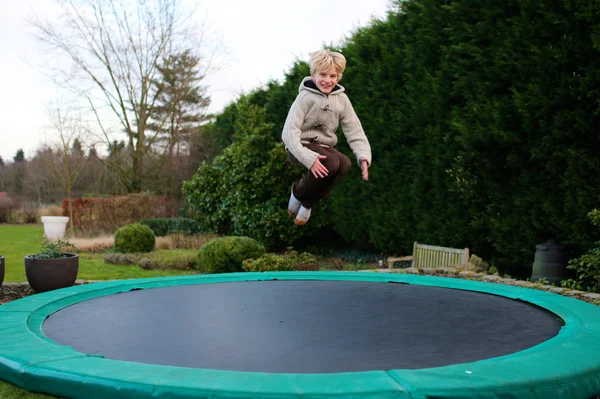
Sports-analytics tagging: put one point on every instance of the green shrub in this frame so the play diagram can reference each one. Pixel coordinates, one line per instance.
(165, 226)
(268, 262)
(587, 268)
(158, 260)
(134, 238)
(120, 259)
(226, 254)
(245, 190)
(273, 262)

▶ **Task description**
Arrange every line of the records above into a Markdown table with the columns "Row" and "Line", numbering the rows and skipping any blank lines. Leave the pictures out of the table.

▶ **The completed task**
| Row | Line |
|---|---|
| 1 | Sports-analytics tagging: put one point on every instance of the green shrub in this frame so the play diagram can reference each one. Pixel coordinates, one line per instance. |
| 2 | (165, 226) |
| 3 | (268, 262) |
| 4 | (587, 268) |
| 5 | (158, 260) |
| 6 | (134, 238) |
| 7 | (120, 259) |
| 8 | (226, 254) |
| 9 | (245, 190) |
| 10 | (273, 262) |